• [What to work on] Tally the lines in the records below that contain the string "plate", and give only that number.

• [Rows]
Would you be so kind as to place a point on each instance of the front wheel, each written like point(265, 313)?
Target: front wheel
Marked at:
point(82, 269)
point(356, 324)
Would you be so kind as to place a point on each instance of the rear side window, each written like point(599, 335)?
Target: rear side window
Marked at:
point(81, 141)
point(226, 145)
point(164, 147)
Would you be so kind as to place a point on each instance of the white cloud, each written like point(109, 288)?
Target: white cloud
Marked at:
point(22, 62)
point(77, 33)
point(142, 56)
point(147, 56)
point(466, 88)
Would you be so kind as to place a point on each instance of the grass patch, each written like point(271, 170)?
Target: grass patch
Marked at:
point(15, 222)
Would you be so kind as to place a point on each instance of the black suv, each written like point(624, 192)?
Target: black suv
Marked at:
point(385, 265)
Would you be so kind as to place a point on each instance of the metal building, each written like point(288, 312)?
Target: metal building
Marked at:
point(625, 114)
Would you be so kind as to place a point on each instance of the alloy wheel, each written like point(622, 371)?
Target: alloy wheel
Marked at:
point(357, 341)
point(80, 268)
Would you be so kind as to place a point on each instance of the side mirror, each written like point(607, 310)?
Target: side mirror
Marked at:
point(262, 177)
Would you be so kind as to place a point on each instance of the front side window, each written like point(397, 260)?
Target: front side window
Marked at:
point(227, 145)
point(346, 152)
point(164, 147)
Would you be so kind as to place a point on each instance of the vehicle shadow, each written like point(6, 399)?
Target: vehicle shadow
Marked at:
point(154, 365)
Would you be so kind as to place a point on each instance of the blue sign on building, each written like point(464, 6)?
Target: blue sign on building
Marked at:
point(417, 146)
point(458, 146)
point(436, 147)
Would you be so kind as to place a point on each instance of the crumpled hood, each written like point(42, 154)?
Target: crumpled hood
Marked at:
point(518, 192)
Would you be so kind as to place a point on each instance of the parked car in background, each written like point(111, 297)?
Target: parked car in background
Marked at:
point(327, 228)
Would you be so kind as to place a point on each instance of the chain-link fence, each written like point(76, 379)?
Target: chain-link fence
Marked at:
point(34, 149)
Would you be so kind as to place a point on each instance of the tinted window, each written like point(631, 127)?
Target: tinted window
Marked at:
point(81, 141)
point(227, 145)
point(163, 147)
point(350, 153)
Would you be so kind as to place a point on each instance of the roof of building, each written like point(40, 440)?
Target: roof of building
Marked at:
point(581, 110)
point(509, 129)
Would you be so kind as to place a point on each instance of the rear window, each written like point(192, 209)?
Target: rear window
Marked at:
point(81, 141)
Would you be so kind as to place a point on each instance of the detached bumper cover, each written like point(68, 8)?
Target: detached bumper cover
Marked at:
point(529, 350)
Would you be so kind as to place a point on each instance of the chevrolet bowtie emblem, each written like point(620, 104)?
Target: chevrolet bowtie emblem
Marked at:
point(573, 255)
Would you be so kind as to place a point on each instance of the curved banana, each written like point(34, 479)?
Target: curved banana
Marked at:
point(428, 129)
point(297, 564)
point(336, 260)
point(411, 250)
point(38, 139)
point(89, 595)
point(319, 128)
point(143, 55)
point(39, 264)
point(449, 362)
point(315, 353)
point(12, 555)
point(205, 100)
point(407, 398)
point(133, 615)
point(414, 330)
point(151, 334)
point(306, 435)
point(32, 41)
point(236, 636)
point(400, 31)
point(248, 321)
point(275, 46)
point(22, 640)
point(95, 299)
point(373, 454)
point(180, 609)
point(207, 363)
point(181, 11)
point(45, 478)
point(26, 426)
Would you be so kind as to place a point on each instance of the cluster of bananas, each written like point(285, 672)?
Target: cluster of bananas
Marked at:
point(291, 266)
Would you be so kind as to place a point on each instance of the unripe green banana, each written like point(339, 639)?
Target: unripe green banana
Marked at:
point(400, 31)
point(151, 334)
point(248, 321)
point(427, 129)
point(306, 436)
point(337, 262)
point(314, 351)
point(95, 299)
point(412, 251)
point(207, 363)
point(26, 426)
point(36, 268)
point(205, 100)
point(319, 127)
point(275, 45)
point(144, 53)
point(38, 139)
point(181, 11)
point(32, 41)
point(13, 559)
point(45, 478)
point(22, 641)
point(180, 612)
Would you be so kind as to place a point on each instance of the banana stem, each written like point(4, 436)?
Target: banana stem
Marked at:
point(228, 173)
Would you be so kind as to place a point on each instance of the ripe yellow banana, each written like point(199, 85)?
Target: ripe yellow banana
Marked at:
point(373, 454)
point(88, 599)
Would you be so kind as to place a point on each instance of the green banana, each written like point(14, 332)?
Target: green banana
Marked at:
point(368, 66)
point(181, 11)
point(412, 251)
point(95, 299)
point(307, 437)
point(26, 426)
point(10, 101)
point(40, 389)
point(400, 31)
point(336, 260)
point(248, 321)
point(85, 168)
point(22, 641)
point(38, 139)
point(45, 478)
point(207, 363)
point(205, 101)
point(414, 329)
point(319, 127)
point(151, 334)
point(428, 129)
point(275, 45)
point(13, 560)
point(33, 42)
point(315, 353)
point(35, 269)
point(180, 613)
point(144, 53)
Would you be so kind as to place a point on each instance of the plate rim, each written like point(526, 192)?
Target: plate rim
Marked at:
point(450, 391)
---
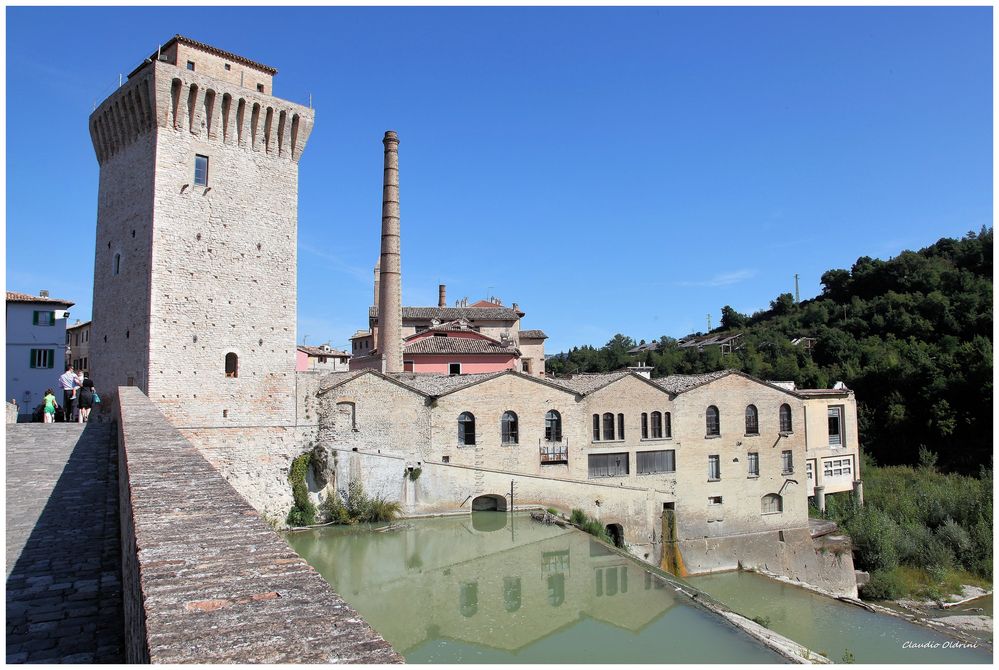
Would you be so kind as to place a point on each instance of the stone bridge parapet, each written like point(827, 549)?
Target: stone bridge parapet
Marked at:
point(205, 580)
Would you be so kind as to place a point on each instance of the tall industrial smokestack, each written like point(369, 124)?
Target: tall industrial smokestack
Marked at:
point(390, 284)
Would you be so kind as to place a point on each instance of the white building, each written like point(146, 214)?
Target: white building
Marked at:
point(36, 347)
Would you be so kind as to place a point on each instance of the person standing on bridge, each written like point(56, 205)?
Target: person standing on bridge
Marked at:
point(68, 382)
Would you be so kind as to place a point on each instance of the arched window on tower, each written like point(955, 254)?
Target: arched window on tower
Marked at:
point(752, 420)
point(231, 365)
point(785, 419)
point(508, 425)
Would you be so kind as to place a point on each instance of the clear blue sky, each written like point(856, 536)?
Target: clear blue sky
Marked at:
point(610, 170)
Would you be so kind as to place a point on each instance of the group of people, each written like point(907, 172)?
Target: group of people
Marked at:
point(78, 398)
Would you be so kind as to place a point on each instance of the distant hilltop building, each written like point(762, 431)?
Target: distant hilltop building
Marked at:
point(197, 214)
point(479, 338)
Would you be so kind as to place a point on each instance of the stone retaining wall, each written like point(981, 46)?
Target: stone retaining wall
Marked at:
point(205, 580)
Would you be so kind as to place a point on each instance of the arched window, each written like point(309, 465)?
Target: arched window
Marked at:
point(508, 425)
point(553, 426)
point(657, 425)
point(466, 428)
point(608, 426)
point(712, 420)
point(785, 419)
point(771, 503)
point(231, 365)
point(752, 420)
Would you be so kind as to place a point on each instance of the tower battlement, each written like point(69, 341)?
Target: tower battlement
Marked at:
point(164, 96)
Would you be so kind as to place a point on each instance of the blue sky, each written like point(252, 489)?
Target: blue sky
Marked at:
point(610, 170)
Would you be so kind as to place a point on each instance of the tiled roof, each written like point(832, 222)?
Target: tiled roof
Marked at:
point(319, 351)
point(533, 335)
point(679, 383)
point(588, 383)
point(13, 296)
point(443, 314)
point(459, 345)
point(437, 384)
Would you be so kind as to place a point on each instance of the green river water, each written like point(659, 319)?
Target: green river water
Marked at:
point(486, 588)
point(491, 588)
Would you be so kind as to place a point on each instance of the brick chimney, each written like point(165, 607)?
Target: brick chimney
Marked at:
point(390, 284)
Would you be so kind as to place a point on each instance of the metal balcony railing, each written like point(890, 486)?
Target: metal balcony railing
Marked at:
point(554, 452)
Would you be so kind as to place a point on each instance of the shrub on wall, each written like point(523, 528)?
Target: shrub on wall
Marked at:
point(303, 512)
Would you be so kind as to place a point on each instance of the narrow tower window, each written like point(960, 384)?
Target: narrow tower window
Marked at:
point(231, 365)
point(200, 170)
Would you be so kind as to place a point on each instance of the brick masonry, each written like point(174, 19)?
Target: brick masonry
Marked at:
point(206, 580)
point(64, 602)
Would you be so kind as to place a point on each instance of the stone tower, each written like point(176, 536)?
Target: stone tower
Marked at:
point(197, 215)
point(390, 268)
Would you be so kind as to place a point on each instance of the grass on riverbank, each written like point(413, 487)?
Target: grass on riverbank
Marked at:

• [Exercise result] 2